Given request — How many lines in the rows below contain the word "turquoise"? Reply with the number alone.

Dataset rows —
<<<<

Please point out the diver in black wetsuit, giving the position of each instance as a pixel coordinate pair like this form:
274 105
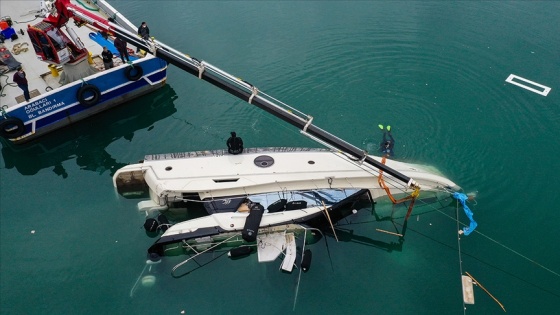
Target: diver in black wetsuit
387 145
235 144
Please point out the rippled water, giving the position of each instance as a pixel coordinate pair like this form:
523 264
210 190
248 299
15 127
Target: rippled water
434 71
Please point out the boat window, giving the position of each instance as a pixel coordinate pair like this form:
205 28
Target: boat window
227 180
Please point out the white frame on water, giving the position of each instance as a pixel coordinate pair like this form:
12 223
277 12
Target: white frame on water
544 91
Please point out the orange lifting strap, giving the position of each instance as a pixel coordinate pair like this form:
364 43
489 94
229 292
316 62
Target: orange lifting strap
412 196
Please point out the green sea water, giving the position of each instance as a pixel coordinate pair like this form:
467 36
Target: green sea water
434 71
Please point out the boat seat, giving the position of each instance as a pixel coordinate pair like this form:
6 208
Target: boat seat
296 204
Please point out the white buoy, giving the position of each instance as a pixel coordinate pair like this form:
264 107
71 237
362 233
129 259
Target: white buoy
148 281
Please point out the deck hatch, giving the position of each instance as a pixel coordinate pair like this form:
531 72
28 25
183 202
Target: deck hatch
226 180
264 161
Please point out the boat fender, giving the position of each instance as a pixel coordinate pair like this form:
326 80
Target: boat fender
240 251
252 223
277 206
154 257
88 95
151 225
11 127
163 222
306 260
134 72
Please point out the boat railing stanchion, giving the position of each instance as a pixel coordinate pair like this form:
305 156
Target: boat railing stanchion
202 252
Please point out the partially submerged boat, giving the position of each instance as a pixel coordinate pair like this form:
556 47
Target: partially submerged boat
205 200
262 187
66 76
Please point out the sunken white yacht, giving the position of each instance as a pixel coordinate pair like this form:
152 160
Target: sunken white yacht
261 190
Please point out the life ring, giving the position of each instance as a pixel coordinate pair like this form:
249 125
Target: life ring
11 128
134 73
88 95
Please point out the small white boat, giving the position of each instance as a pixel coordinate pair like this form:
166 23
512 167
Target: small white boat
290 185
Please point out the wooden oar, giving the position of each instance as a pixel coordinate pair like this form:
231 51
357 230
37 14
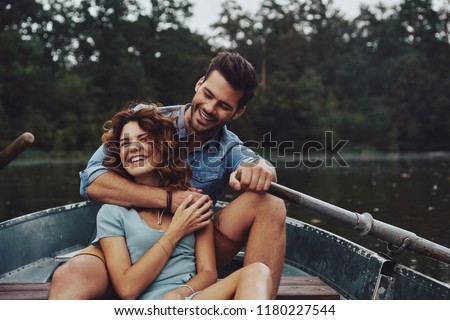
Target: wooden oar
15 148
364 224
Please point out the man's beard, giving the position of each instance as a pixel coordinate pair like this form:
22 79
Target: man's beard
199 128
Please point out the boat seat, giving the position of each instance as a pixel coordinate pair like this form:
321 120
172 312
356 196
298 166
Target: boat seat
305 288
291 288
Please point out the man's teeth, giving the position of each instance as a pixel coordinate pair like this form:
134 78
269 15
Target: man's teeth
136 159
205 116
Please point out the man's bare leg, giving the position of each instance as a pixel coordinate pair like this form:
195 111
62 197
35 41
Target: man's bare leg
83 277
259 219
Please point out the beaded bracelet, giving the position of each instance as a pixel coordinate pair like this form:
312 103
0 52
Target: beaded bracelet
167 254
170 241
169 201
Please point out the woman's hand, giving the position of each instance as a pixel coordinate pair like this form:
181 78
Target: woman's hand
190 217
173 295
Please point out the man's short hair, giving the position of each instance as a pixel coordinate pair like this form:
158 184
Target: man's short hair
238 72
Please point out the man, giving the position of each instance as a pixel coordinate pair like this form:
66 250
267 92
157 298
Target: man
255 218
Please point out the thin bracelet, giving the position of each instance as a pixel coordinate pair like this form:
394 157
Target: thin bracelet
186 286
163 248
169 201
171 243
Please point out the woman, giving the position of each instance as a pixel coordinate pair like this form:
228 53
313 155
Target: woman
150 253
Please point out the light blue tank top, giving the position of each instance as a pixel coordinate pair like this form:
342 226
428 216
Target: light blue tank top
115 221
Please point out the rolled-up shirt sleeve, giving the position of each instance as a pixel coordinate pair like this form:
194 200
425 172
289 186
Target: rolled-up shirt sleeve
93 170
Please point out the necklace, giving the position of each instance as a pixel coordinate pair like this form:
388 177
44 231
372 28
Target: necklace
160 213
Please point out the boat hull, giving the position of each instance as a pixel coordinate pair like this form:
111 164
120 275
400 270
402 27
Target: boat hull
32 246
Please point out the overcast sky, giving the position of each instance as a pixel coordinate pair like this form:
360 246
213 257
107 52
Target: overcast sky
207 12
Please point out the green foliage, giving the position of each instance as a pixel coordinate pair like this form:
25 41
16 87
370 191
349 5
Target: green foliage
380 81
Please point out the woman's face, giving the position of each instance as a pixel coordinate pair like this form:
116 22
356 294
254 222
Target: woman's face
138 154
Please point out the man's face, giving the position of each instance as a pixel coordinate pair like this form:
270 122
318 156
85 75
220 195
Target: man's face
214 104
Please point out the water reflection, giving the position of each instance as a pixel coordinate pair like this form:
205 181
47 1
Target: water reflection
409 192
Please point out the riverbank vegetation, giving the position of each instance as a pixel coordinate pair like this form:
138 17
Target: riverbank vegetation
380 80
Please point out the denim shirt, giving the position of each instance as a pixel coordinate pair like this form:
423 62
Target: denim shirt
211 164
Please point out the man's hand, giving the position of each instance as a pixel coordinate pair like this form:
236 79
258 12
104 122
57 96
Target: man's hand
179 196
254 177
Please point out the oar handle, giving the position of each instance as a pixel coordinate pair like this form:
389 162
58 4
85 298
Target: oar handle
15 148
365 224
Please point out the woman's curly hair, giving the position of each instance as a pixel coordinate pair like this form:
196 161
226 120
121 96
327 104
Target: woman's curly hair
173 167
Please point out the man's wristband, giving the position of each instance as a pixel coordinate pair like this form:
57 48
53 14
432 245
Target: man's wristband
169 201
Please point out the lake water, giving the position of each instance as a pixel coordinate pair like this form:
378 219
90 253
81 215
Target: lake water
411 192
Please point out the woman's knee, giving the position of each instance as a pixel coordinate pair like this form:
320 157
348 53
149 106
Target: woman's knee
258 271
83 266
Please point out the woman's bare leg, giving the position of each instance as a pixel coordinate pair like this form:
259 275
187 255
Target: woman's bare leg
252 282
83 277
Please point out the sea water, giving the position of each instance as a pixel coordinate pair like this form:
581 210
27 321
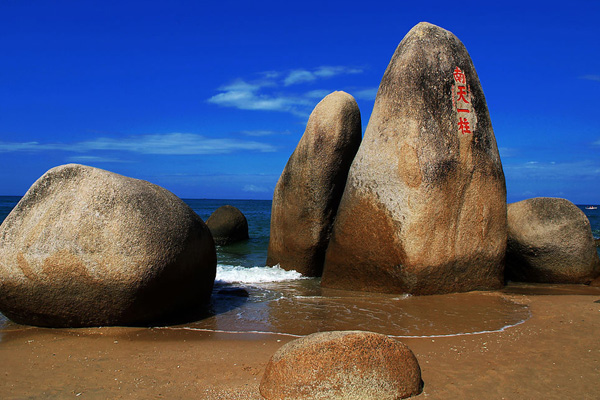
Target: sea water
284 302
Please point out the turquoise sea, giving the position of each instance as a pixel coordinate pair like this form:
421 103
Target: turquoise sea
283 302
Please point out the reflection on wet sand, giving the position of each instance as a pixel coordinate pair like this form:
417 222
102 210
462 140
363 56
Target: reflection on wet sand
300 308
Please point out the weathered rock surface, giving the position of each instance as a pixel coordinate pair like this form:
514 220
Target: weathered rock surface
424 209
227 225
550 241
309 190
87 247
342 365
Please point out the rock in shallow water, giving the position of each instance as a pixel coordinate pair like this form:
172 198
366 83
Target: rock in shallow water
87 247
227 225
424 208
550 241
342 365
309 190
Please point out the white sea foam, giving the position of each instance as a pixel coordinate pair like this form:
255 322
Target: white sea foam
238 274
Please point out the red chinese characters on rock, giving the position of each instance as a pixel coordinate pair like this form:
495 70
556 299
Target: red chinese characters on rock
461 100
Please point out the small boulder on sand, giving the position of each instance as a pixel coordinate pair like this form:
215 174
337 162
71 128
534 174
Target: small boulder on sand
87 247
550 241
228 225
342 365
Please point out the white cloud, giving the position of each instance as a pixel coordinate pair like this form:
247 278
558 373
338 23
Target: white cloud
260 133
299 76
366 94
265 94
95 159
167 144
591 77
330 71
317 94
507 152
245 96
302 75
255 189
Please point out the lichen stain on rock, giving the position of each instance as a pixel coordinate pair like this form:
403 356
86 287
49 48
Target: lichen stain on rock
65 265
24 267
409 168
369 238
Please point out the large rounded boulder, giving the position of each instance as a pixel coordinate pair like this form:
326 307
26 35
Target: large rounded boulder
87 247
228 225
309 190
550 241
342 365
424 208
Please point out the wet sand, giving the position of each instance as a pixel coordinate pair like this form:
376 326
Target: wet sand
555 354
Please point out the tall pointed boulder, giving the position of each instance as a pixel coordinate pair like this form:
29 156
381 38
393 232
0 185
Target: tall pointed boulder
309 190
424 209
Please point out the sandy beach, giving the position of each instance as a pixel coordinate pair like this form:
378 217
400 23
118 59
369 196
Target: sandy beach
555 354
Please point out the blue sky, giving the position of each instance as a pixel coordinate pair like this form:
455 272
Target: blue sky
210 99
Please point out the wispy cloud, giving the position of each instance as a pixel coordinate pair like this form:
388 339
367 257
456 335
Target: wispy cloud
244 95
507 152
303 75
95 159
272 91
260 133
366 94
591 77
166 144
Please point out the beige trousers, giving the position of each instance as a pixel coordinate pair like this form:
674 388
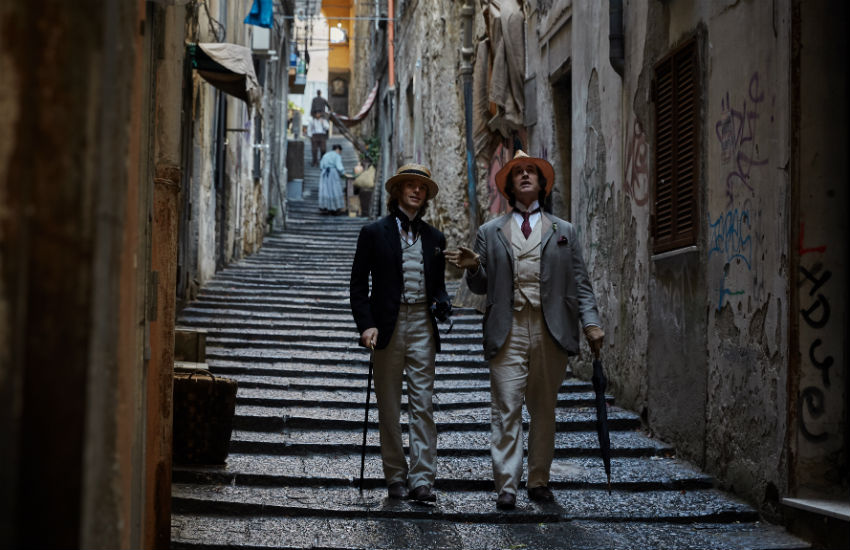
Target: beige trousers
412 349
529 366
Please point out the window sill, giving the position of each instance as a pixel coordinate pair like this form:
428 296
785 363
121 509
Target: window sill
673 253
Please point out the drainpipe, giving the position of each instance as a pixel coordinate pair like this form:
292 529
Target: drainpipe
616 40
390 38
466 13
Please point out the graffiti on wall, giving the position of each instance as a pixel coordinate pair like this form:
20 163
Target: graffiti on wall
497 203
732 233
636 182
815 311
736 132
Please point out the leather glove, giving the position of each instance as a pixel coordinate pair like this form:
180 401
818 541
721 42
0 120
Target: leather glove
464 258
594 336
442 311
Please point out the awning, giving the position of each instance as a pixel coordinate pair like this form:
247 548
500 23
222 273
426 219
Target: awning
228 67
364 110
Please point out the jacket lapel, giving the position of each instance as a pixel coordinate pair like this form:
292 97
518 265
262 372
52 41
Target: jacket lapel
548 230
503 232
393 239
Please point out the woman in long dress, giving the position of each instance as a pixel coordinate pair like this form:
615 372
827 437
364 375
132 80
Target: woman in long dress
331 199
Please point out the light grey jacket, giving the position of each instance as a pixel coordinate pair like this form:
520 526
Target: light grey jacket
565 291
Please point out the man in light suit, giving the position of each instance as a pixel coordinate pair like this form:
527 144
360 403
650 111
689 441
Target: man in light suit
404 256
529 264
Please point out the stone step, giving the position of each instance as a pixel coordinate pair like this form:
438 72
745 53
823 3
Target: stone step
270 419
456 473
358 385
305 369
342 338
465 506
469 347
355 357
449 443
351 400
238 532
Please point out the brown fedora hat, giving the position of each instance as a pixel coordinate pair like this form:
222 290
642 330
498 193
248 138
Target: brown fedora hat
413 172
542 165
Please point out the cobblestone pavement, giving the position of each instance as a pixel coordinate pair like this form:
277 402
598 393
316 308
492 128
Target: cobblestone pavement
279 323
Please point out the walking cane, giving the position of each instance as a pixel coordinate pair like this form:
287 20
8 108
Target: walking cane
366 418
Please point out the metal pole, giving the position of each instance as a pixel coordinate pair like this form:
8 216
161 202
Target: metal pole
366 418
466 52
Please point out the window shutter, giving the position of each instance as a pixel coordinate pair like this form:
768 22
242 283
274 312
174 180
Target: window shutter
676 95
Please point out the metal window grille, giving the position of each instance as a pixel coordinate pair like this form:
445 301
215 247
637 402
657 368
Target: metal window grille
676 94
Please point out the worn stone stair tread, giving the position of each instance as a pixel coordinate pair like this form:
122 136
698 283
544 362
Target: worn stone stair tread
267 532
340 369
451 346
447 441
351 357
477 414
291 398
441 385
588 504
631 473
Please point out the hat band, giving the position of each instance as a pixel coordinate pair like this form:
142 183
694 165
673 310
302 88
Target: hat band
415 172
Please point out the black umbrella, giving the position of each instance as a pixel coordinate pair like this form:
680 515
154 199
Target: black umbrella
366 418
599 385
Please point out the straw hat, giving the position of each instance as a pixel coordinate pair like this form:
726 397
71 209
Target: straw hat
542 165
413 172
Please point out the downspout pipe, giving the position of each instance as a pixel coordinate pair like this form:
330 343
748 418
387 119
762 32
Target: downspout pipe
390 47
466 12
616 39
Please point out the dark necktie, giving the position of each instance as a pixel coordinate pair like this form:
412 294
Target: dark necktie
409 226
526 225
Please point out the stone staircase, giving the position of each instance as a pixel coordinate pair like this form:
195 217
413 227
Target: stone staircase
279 323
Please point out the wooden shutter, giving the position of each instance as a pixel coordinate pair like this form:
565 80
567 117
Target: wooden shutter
676 95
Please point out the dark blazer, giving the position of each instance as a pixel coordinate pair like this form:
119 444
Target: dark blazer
566 294
379 255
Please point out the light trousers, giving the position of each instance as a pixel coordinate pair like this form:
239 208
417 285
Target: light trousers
412 349
529 366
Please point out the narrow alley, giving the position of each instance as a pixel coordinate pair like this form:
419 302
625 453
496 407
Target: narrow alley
668 183
279 323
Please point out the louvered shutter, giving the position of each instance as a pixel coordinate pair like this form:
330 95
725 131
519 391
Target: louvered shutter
676 95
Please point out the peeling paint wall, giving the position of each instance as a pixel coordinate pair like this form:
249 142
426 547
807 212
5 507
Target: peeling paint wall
819 429
429 124
699 338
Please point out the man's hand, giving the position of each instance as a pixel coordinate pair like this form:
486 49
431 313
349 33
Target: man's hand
594 337
463 258
369 337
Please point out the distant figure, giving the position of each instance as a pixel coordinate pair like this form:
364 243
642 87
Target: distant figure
403 256
331 200
317 129
529 264
319 104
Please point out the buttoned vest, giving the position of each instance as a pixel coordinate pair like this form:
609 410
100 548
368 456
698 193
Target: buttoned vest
527 266
413 271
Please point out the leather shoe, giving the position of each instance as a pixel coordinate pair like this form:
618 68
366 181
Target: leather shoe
423 493
506 501
397 490
541 494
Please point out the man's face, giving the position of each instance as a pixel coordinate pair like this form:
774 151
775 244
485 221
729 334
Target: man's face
412 195
525 182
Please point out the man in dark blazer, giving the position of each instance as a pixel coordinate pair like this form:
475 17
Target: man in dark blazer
530 266
404 257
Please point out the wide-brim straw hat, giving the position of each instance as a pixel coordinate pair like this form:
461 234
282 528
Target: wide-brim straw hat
542 165
413 172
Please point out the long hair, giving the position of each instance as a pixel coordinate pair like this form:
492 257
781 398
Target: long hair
393 207
541 195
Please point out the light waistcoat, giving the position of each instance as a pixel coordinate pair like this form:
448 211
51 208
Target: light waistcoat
527 267
413 270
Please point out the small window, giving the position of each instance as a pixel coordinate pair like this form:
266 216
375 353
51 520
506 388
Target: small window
676 94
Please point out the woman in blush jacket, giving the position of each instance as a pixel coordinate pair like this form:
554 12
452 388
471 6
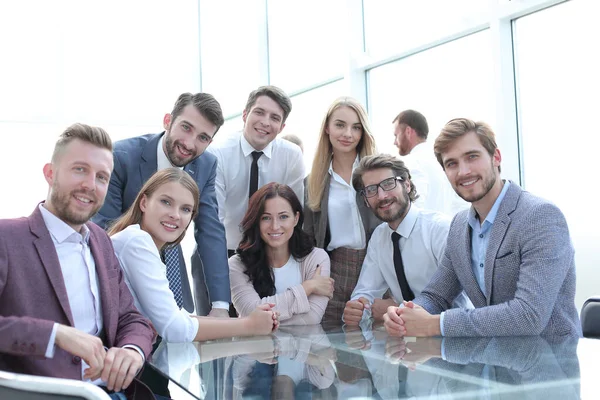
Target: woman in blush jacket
336 216
276 261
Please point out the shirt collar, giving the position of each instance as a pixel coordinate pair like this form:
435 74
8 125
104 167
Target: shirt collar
247 148
354 165
59 230
474 221
408 223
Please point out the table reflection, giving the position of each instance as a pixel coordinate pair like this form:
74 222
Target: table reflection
328 362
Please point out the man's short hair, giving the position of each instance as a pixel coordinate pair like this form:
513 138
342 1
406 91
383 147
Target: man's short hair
457 128
89 134
380 161
415 120
275 94
294 139
204 103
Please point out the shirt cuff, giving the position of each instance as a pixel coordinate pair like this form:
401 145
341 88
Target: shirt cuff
221 304
51 347
442 322
136 348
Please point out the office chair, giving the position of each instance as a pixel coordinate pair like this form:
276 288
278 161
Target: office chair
30 387
590 317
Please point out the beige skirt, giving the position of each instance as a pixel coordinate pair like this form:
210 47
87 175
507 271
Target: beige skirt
345 269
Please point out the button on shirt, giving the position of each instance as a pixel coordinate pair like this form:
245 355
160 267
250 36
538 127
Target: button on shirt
79 273
480 237
345 224
422 243
281 162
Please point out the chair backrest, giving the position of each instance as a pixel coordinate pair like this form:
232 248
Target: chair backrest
590 317
30 387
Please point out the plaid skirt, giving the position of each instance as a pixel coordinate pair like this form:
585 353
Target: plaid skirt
345 269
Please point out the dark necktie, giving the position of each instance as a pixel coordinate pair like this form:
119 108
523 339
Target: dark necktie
254 172
171 257
407 294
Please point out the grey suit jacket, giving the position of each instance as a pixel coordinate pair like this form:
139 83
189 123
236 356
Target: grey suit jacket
135 162
529 274
316 223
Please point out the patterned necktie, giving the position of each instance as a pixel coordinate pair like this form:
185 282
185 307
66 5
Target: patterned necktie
407 294
254 173
171 257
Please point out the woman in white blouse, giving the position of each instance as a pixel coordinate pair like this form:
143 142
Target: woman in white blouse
159 217
336 216
276 261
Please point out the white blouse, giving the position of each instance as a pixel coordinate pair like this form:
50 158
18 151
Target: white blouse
146 276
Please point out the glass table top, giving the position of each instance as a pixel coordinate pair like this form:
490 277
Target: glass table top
332 361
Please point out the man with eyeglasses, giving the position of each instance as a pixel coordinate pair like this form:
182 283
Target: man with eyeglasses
189 129
404 252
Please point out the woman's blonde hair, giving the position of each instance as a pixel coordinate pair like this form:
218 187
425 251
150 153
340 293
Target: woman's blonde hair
134 214
323 156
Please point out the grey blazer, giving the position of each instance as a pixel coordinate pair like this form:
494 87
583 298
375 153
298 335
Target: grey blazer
316 223
529 274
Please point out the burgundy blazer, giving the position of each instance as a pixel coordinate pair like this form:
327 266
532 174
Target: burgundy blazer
33 297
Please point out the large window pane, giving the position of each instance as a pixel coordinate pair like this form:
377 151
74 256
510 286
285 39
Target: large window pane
233 50
308 111
445 82
392 25
306 42
558 84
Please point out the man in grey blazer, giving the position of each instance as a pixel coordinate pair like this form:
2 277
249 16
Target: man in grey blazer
189 129
510 252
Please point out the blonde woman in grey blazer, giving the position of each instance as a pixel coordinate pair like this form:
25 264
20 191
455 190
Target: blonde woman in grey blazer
522 282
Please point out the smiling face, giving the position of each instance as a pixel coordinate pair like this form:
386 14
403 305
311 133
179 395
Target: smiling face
188 136
167 212
277 223
263 122
389 206
472 172
344 129
78 182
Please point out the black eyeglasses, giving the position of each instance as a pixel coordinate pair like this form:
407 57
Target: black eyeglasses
386 184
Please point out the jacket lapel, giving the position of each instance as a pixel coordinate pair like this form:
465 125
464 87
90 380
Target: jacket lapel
472 287
49 258
499 229
149 162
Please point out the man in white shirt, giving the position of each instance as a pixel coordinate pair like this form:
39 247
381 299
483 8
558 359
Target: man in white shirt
65 310
385 184
257 153
435 193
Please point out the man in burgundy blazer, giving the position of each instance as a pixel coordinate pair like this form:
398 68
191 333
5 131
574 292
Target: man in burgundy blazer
35 308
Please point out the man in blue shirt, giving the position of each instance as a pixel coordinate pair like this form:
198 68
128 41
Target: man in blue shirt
510 252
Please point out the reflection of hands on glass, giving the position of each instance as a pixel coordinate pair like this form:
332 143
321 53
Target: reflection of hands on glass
355 339
380 307
412 351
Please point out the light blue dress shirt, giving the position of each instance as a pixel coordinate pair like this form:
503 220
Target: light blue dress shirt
480 237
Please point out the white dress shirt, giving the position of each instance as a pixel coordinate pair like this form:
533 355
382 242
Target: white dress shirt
435 192
345 224
287 276
281 162
162 162
422 243
146 276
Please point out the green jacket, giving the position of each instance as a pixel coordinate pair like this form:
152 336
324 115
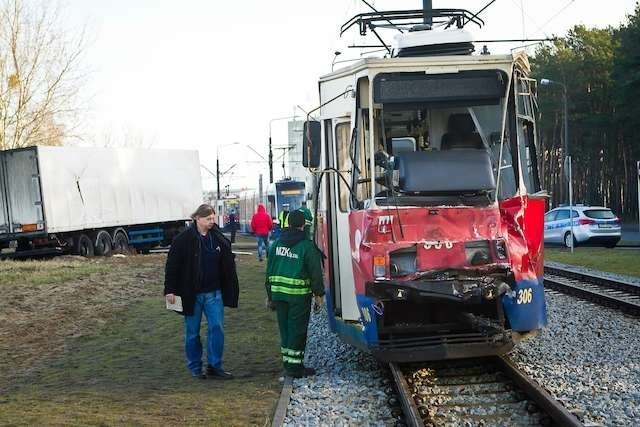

>>>>

Written solution — 2